Your objective. Exclude any images and output the remaining records exactly.
(Exercise inputs begins)
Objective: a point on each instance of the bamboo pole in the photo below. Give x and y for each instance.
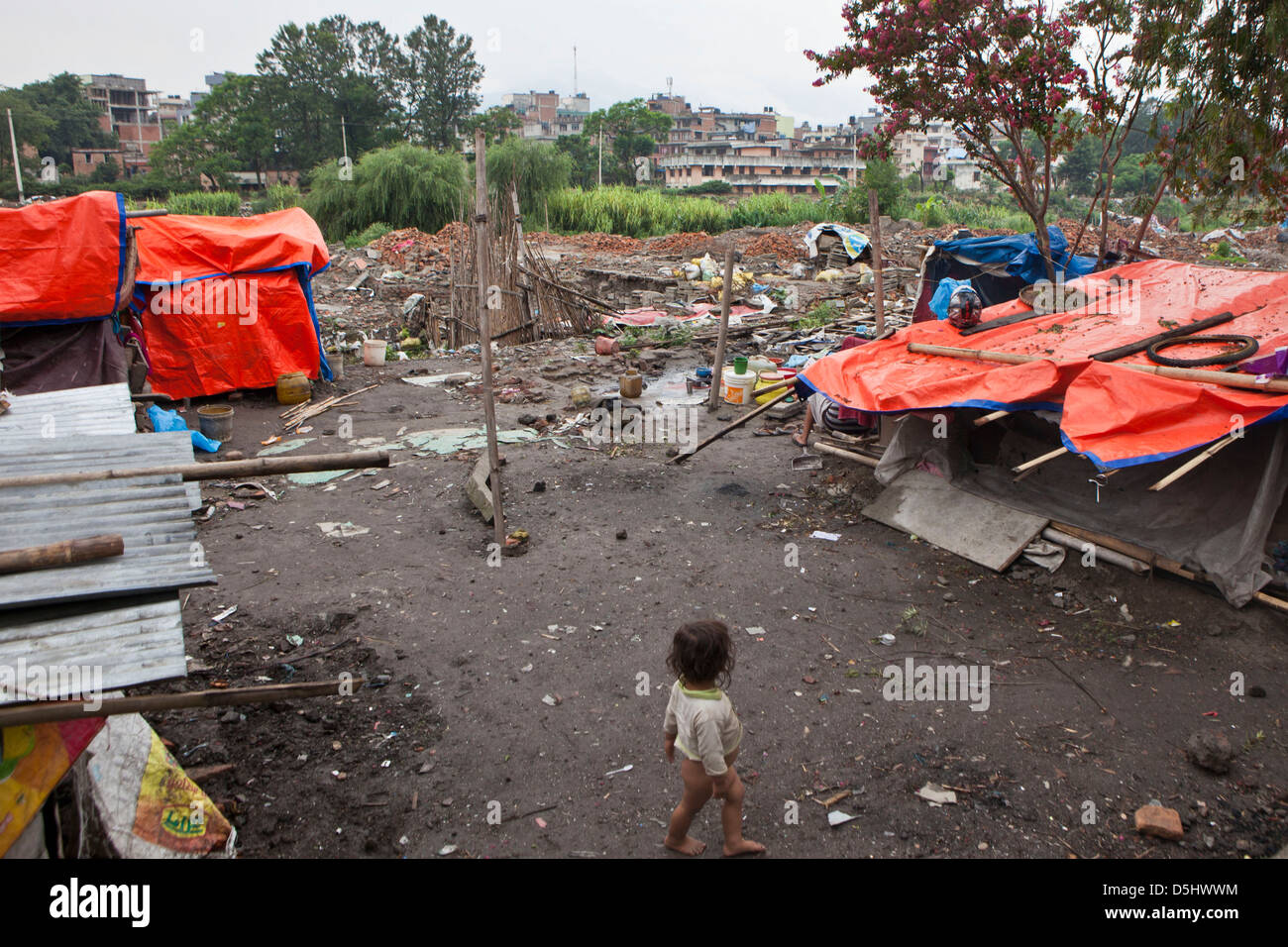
(53, 711)
(1194, 462)
(735, 424)
(1037, 462)
(483, 261)
(1216, 377)
(214, 471)
(990, 418)
(65, 553)
(848, 455)
(726, 296)
(1154, 560)
(877, 286)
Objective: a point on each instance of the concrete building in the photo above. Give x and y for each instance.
(548, 115)
(129, 111)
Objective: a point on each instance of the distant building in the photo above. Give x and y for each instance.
(129, 111)
(548, 115)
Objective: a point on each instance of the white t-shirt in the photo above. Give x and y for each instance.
(706, 729)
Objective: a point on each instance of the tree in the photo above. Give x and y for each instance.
(497, 123)
(442, 80)
(313, 77)
(630, 129)
(231, 129)
(999, 69)
(1223, 132)
(403, 185)
(536, 169)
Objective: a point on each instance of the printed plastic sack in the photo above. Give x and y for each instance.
(145, 802)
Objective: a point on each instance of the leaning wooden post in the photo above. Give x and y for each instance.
(484, 321)
(877, 289)
(717, 369)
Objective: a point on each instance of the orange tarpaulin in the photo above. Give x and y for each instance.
(63, 261)
(226, 303)
(1113, 415)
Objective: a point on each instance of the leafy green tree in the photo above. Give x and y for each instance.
(402, 185)
(442, 78)
(630, 131)
(537, 169)
(316, 76)
(497, 123)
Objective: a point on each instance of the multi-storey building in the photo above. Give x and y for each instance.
(130, 111)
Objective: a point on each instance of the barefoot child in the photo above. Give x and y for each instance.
(699, 720)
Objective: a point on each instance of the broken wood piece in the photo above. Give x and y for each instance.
(849, 455)
(734, 425)
(64, 553)
(213, 471)
(1022, 470)
(990, 418)
(53, 711)
(1194, 462)
(1215, 377)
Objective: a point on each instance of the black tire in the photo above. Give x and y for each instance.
(1247, 347)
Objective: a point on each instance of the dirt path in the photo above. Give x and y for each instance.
(469, 660)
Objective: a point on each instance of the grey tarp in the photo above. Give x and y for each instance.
(1215, 519)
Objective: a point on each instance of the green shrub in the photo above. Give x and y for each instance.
(403, 185)
(205, 202)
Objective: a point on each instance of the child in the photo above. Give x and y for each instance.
(699, 720)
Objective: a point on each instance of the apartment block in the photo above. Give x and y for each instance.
(130, 111)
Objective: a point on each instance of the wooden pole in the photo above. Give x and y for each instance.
(1227, 379)
(877, 285)
(1194, 462)
(484, 281)
(220, 470)
(64, 553)
(848, 455)
(735, 424)
(53, 711)
(717, 369)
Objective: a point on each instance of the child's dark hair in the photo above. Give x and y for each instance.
(702, 651)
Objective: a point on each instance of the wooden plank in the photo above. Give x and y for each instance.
(928, 506)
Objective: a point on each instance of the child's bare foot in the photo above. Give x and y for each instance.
(688, 845)
(743, 847)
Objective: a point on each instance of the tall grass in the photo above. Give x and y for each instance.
(205, 202)
(634, 213)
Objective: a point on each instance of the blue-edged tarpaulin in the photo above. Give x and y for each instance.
(227, 303)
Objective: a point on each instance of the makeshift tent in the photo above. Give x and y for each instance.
(227, 303)
(63, 275)
(1215, 519)
(996, 266)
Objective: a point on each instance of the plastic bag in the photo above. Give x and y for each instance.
(170, 420)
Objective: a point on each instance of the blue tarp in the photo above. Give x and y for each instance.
(1019, 254)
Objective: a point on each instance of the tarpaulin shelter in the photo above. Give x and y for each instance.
(996, 266)
(227, 303)
(64, 272)
(1120, 419)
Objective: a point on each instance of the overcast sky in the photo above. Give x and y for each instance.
(738, 55)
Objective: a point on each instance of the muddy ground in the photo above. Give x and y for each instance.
(514, 689)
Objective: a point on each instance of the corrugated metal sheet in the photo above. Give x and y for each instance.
(21, 457)
(151, 513)
(67, 414)
(59, 652)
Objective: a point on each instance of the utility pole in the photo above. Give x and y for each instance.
(13, 142)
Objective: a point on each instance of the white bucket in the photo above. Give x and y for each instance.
(735, 388)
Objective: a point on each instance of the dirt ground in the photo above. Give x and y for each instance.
(515, 689)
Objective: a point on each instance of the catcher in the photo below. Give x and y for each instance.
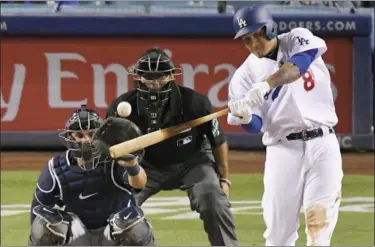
(181, 162)
(85, 198)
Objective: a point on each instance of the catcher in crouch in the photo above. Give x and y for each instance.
(94, 194)
(183, 161)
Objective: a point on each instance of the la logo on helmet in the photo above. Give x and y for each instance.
(241, 22)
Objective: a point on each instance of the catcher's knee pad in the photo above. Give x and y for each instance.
(50, 227)
(130, 228)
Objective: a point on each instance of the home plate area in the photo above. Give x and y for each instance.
(178, 208)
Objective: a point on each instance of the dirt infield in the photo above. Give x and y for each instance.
(240, 161)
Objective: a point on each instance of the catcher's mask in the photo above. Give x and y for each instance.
(77, 136)
(154, 74)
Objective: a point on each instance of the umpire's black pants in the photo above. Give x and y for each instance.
(198, 177)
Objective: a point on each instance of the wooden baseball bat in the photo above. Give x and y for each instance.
(157, 136)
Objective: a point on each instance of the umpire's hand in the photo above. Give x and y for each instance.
(225, 187)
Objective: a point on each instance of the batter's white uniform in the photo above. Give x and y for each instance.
(298, 173)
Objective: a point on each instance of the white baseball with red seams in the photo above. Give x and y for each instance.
(124, 109)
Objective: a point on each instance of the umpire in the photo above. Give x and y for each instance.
(181, 161)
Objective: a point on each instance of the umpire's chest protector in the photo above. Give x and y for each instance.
(92, 195)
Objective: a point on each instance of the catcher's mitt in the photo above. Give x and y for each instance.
(113, 131)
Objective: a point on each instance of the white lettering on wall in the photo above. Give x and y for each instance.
(99, 82)
(188, 73)
(15, 94)
(55, 74)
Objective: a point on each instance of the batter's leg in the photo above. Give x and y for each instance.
(322, 195)
(208, 199)
(283, 190)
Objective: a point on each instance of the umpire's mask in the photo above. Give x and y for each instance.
(154, 74)
(77, 136)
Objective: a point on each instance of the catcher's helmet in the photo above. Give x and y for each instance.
(250, 19)
(82, 120)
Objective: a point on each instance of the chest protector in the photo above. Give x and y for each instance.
(92, 195)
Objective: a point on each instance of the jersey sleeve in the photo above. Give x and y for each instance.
(211, 129)
(301, 40)
(239, 85)
(47, 192)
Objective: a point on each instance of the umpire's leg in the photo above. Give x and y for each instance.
(208, 199)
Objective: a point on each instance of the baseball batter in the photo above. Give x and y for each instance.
(283, 90)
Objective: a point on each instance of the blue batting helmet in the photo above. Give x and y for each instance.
(250, 19)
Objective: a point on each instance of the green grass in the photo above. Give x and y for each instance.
(353, 228)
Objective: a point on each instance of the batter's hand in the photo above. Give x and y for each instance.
(127, 163)
(225, 188)
(255, 96)
(240, 110)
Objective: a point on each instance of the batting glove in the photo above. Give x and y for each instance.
(240, 111)
(255, 96)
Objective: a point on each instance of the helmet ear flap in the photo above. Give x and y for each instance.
(271, 30)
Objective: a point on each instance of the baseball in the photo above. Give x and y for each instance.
(124, 109)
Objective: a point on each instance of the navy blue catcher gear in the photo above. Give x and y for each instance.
(249, 19)
(81, 120)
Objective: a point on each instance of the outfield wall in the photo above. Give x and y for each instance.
(52, 64)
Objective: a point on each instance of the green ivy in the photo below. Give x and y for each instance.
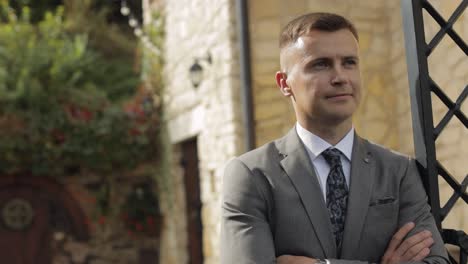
(Exercise inputs ends)
Exercise response.
Objective: a point on each instance of the bamboo pole in the photo below. Give x and y for each instance.
(53, 711)
(1194, 462)
(735, 424)
(1037, 462)
(483, 261)
(1216, 377)
(214, 471)
(990, 418)
(65, 553)
(848, 455)
(726, 296)
(1154, 560)
(877, 286)
Objective: a point on each instance of the concrete building in the photo above. Give x and y for each instance.
(548, 115)
(129, 111)
Objective: a point on each instance of the distant building in the photo above. Give x and y for each instance.
(129, 111)
(548, 115)
Objective: a point on each instance of the white t-shirt in the photo above. Give x and y for each instance.
(706, 729)
Objective: a point on each instance of the tree in the photo above. Give x and y for each instance.
(497, 123)
(442, 80)
(313, 77)
(630, 129)
(231, 129)
(999, 69)
(1223, 132)
(403, 185)
(536, 169)
Objective: a point on each instance of the printed plastic sack in the photo above. Give x and y for each instance.
(145, 802)
Objective: a point on each instance of the leaning wooden post in the photo above. Give x and y for each instance.
(484, 321)
(877, 289)
(717, 369)
Objective: a point on each instance of the orange tarpaulin in the photo above. Give x and y for each instance.
(63, 261)
(226, 303)
(1113, 415)
Objective: a point on each instance of the leafy green tree in the photo above. Give x and y for each instance.
(402, 185)
(442, 78)
(630, 131)
(537, 169)
(316, 76)
(497, 123)
Objective: a point on each instance of the multi-storey building in the photo above. Give x and y for each instance.
(130, 111)
Objective: a point on each instance of the barefoot child in the photo above. Give x and y for each instance.
(699, 720)
Objective: a point on each instance of the broken wood piece in the photo above. Give x and y for each instance.
(849, 455)
(734, 425)
(64, 553)
(213, 471)
(1022, 470)
(990, 418)
(53, 711)
(1194, 462)
(1215, 377)
Objective: a point on each instance of the black tire in the photo above. Give x and y for each instance.
(1247, 347)
Objective: a point on each instance of the dirt path in the photo above. Give x and y for each instance.
(469, 660)
Objective: a point on each instance of the grey tarp in the photo above. Give x and y for each instance.
(1215, 519)
Objective: a point on each instance of the green shrub in the photo above. Give x and y for each instance.
(403, 185)
(205, 202)
Objective: a point on each instance of the child in the photo above. Give x and y for each instance.
(699, 720)
Objective: a point on each instance of the apartment block in the photo above. Give x and y for each instance.
(130, 111)
Objective: a point on each instance of the wooden pole in the photo above. Give x and y for each instance.
(1227, 379)
(877, 285)
(1194, 462)
(484, 281)
(220, 470)
(64, 553)
(848, 455)
(735, 424)
(53, 711)
(717, 369)
Objective: a point on each instance of the child's dark hair in the photo above. Give x and y for each instance.
(702, 651)
Objective: a point on each instance of the wooden plank in the photo above. Give x and y for each instance.
(928, 506)
Objective: a point on each instance of the child's bare foot in the photo above. Give x and y for each instance.
(688, 845)
(743, 847)
Objective: a point on each instance of the tall grass in the photo above. Give x and y for each instance.
(205, 202)
(634, 213)
Objective: a point on each instance of the blue-edged tarpaulin in the photo above. Give x and y for each instance.
(227, 303)
Objective: a point on each instance of the makeshift tent in the photo above. Give x and y for each instance.
(227, 303)
(63, 275)
(1215, 519)
(996, 266)
Objective: a point on each instance of the plastic bag in the photo above. Give x and y for each instance.
(170, 420)
Objective: a point on each instance of the blue tarp in the photo above. Give x and y for each instance.
(1019, 254)
Objective: a point on each instance of the tarpaulin shelter in the photo above. Give x and y for each instance.
(996, 266)
(227, 303)
(64, 272)
(1120, 419)
Objective: a point on each instance of the overcast sky in the photo above. Give x and y for each instance.
(738, 55)
Objective: a point on each instance of the muddy ground in the photo above. Give x and y for each instance.
(514, 689)
Objective: a point on each instance of the corrugated metal sheet in the photo above. Give x and y for each instance.
(21, 457)
(151, 513)
(67, 414)
(59, 652)
Objective: a point on each instance of the utility pole in the photo above. Give x and y for each instance.
(13, 142)
Objective: a point on each instance of the white bucket in the photo above. Give x and y for each instance.
(735, 388)
Objective: a point on each instance of the dirt ground in the photo above. Give x and y for each instance.
(515, 689)
Objective: a point on each instance of the catcher in the photo below. Give x and y for each instance.
(181, 162)
(85, 198)
Objective: a point on each instance of the catcher in crouch in the photo above. Give x and y for each instance.
(94, 194)
(183, 161)
Objective: a point on each instance of the la logo on helmet in the photo above. Give x and y for each instance.
(241, 22)
Objective: a point on each instance of the catcher's knee pad in the photo above. Give x and y for each instance.
(50, 227)
(130, 228)
Objective: a point on each instance of the home plate area in the photo above. Give x and y for each instance.
(178, 208)
Objective: a point on each instance of the dirt infield in the photo above. Give x and y for each instance.
(240, 161)
Objective: a point on each instance of the catcher's mask in the photo above. Give x and y for each instance.
(77, 136)
(154, 74)
Objective: a point on each instance of the umpire's black pants in the photo above. Give x and y for each instance.
(198, 177)
Objective: a point on each instance of the wooden baseball bat in the photo above. Give x and y for each instance.
(157, 136)
Objective: a point on each instance of the umpire's hand in the photo above. Give x and y for each instance.
(225, 187)
Objective: a point on each instance of the batter's white uniform in the photo above. Give x and y for each instance.
(298, 173)
Objective: a point on each instance of the white baseball with red seams in the photo above. Give x and y for each instance.
(124, 109)
Objective: a point on each instance of the umpire in the photo above. Give x and y for each instance.
(181, 161)
Objective: a point on each instance of the umpire's chest protector in the photo above. Give x and y for each instance.
(92, 195)
Objective: a point on each instance of the catcher's mitt in the photo above. Give x and y for each instance.
(113, 131)
Objective: a point on each instance of the white lettering on wall in the photo above. Give x and y for each instance.
(99, 82)
(188, 73)
(15, 94)
(55, 74)
Objective: a point on each instance of the batter's leg in the photo above. Give x and y for each instance.
(322, 195)
(208, 199)
(283, 190)
Objective: a point on each instance of the umpire's mask in the photo above. Give x and y for each instance.
(154, 74)
(77, 136)
Objective: a point on each instance of the catcher's helmet in the photo above. Give x and y for each instance.
(250, 19)
(82, 120)
Objective: a point on each instance of the chest protector in the photo above. Give x and y for each instance.
(92, 195)
Objective: a point on each instance of the jersey sleeve in the photo above. Give x and y for each instance.
(211, 129)
(301, 40)
(239, 85)
(47, 192)
Objective: a point on each instance of the umpire's leg in the photo above. Give x and y for each instance.
(208, 199)
Objective: a point on each instance of the baseball batter in the photo above. Give x and y for each instance.
(283, 90)
Objective: a point on each instance of the blue batting helmet in the photo above. Give x and y for each instance.
(250, 19)
Objective: a point on each instance of the green grass in the photo above. Give x and y for each instance.
(353, 228)
Objective: a point on each instance of the batter's hand in the photo above. Give x and y for each instance.
(127, 163)
(225, 188)
(255, 96)
(240, 110)
Objective: a point on each instance of the batting glove in the photo above. Give x and y for each instance.
(240, 111)
(255, 96)
Objective: a point on each instance of the helmet ear flap in the photo above. Give x and y for each instance.
(271, 30)
Objective: a point on each instance of the baseball in the photo above. Give x and y for each instance.
(124, 109)
Objective: a point on each instance of the navy blue catcher gear in the photo above. Give x and y for each instance.
(249, 19)
(81, 120)
Objective: a point on each instance of the outfield wall in the photo above. Give x and y for each instance.
(52, 64)
Objective: a point on each instance of the green ivy in the photo below. Give x and y for each instance.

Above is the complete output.